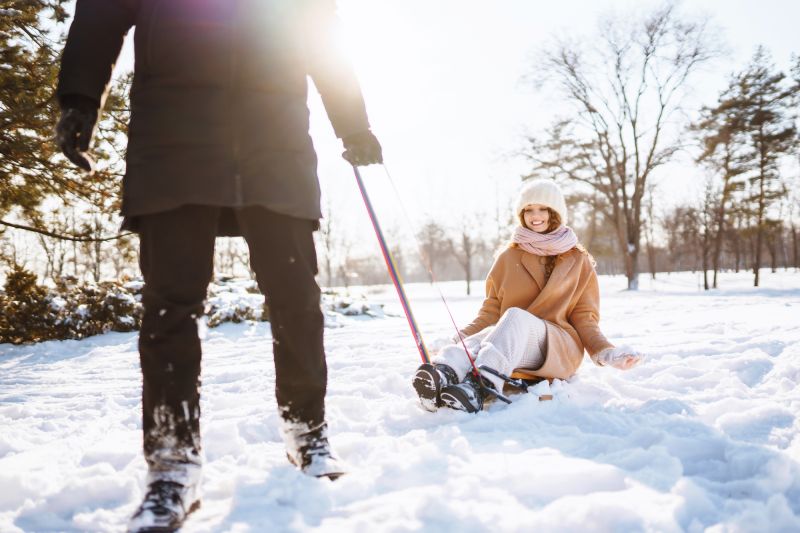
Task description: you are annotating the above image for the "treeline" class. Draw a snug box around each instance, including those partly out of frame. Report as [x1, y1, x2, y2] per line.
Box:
[0, 0, 800, 290]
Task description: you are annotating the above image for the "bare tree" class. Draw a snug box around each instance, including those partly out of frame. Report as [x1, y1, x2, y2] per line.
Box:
[450, 217, 487, 296]
[527, 3, 719, 290]
[417, 220, 452, 282]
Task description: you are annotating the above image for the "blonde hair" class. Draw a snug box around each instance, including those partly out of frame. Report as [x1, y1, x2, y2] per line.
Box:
[508, 207, 594, 283]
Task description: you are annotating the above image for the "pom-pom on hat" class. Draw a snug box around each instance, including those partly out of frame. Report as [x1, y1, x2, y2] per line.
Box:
[516, 179, 567, 226]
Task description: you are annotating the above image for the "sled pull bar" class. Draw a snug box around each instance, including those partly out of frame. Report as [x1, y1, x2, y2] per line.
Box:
[478, 365, 528, 392]
[353, 165, 431, 364]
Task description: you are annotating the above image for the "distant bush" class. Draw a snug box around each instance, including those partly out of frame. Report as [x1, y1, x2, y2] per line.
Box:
[0, 266, 383, 344]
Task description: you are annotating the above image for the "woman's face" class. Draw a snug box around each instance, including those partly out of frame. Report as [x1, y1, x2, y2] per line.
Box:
[522, 204, 550, 233]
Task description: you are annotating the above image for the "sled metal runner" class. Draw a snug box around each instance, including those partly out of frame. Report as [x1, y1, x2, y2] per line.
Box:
[353, 165, 528, 404]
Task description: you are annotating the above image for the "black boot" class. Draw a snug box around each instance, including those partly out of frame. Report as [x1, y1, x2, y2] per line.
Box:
[441, 374, 494, 413]
[412, 363, 458, 412]
[128, 454, 200, 533]
[282, 420, 345, 480]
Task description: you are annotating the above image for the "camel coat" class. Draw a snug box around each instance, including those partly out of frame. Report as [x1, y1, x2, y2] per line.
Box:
[461, 248, 613, 379]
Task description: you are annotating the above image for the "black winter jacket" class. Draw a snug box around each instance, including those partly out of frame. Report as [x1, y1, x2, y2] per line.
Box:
[57, 0, 369, 233]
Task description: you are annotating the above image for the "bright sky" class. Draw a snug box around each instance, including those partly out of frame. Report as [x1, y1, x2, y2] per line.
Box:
[117, 0, 800, 251]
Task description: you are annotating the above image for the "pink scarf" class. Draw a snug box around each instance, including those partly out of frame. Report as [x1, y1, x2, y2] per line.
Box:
[511, 226, 578, 256]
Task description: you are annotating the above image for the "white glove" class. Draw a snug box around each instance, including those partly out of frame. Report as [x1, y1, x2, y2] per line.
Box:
[597, 346, 644, 370]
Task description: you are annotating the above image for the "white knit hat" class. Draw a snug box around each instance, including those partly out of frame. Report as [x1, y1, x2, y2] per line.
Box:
[516, 179, 567, 226]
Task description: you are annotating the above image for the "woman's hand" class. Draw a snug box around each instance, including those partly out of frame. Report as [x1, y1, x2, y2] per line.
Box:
[597, 346, 644, 370]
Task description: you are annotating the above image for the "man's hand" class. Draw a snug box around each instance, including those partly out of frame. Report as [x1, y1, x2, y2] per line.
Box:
[597, 346, 644, 370]
[342, 130, 383, 167]
[55, 95, 98, 172]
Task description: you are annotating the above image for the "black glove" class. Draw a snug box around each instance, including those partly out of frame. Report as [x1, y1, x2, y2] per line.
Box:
[56, 95, 100, 172]
[342, 130, 383, 167]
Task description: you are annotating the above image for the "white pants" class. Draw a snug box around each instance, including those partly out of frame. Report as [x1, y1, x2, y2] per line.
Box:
[433, 307, 547, 390]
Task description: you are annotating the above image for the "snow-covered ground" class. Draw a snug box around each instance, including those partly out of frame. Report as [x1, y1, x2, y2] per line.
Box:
[0, 271, 800, 532]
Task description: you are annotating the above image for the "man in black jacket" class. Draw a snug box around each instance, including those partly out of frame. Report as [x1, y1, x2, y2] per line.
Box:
[56, 0, 382, 530]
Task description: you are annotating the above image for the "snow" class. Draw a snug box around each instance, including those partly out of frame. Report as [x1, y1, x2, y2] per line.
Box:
[0, 271, 800, 532]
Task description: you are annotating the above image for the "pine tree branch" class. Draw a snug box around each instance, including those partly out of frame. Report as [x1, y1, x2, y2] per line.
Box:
[0, 220, 133, 242]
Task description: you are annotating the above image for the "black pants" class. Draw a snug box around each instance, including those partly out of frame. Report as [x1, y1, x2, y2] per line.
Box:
[137, 206, 327, 457]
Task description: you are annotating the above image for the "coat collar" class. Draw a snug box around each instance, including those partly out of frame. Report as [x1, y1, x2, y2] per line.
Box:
[521, 250, 575, 291]
[520, 250, 545, 291]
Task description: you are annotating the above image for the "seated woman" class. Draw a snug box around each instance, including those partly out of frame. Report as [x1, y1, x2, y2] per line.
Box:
[413, 180, 643, 413]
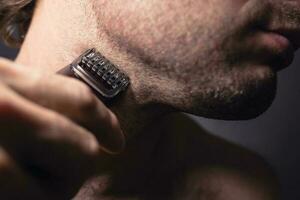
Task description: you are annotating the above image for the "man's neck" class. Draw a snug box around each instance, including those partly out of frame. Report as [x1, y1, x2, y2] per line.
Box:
[16, 1, 176, 136]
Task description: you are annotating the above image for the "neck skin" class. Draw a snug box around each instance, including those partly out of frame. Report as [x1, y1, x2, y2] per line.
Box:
[16, 1, 177, 141]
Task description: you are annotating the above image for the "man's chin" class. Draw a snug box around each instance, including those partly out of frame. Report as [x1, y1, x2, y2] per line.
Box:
[189, 77, 276, 120]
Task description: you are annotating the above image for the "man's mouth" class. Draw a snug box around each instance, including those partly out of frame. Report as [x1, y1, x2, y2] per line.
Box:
[254, 23, 300, 71]
[261, 31, 298, 72]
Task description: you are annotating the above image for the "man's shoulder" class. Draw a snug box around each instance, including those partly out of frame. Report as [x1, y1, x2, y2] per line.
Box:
[159, 114, 278, 199]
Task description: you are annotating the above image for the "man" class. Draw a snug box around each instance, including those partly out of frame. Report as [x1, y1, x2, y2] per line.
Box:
[0, 0, 300, 200]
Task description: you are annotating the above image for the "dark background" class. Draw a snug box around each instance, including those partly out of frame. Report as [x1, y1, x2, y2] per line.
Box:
[0, 44, 300, 200]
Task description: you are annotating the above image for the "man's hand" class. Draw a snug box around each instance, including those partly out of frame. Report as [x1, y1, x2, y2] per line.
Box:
[0, 59, 125, 199]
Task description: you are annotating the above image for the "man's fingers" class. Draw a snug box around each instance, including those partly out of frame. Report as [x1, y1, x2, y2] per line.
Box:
[0, 82, 112, 175]
[0, 59, 125, 153]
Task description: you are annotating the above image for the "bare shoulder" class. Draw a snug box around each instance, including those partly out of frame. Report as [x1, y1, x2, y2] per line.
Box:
[158, 114, 279, 200]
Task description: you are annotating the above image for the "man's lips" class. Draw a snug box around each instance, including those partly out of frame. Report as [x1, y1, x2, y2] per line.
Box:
[254, 31, 298, 71]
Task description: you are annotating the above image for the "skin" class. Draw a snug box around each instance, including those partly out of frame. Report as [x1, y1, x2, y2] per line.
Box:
[0, 0, 300, 199]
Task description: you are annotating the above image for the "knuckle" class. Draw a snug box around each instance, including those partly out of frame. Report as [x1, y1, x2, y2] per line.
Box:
[79, 85, 98, 113]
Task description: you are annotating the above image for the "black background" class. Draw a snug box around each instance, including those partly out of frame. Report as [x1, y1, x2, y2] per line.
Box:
[0, 44, 300, 200]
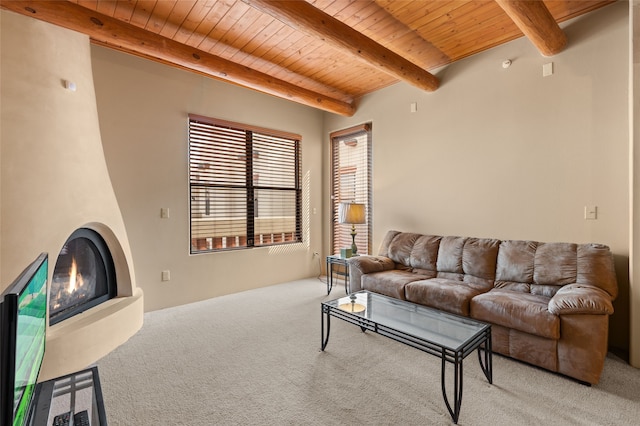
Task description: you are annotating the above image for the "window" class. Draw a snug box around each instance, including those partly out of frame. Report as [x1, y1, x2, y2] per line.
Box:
[330, 124, 372, 254]
[189, 114, 302, 254]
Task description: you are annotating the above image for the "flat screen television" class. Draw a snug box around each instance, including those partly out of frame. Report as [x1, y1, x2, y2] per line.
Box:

+++++

**What to do**
How many lines in the data above contain the word "jacket"? Reply with the number alone.

**Problem solution**
2